### [EXCERPTED TEXT]

# .270 for coyotes



## papapete (Jan 2, 2005)

I think this is too big of a gun. Am i wrong? I don't have a smaller gun right now. Hopefully by next season i'll have a new one. I'm just sick of borrowing a gun for this season.
:bartime:


----------



## MossyMO (Feb 12, 2004)

It is on the strong side but I gaurantee if you hit'em you'll drop'em. Probably a little strong, but if thats all you have available right now I would suggest getting a low grain bullet, 100 to 110 if you can find it. If you enjoy shooting coyotes, you'll have a .223 or 22-250 on lay away in no time !!! Have fun :sniper:


----------



## People (Jan 17, 2005)

Like MossyMO said try different weights in bullets I have heard using the heaviest you can get will help minimize pelt dammage. If you do not care about the pelt just use the same load you use for deer. That makes great practice for deer hunthing. sure 270 is a little large but you cannot beat the good training for deer. That alone is worth the price of a new gun.

I hope that helped you out.


----------



## DogTracker (Feb 3, 2005)

speer makes a 90 grain T'n'T in .270. unbelievable at killing, but destroys the fur. i have blown the back leg right off a coyote. if i can remember right 90 grains leaves a .270 at 3900 fps. thats a bullet more than twice as heavy as a .223 going a couple hundred fps faster.


----------



## go4thegusto (Sep 29, 2004)

Shoot the dirty varmints with whatever you own!!


----------



## Lance Pardee (Oct 28, 2004)

I use my 270 all the time on those critters. I use the 70 grain rounds from weatherby. it don't tear them up too bad.


----------

### [RAW DATA]
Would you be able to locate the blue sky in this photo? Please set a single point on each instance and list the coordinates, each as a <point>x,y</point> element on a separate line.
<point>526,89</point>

### [WRITTEN PROBLEM]
In the thread about using a .270 for coyotes, what bullet weight range does MossyMO suggest? The listing comes from a separate source.

### [THE COMPLETED TASK]
A low grain bullet of 100 to 110.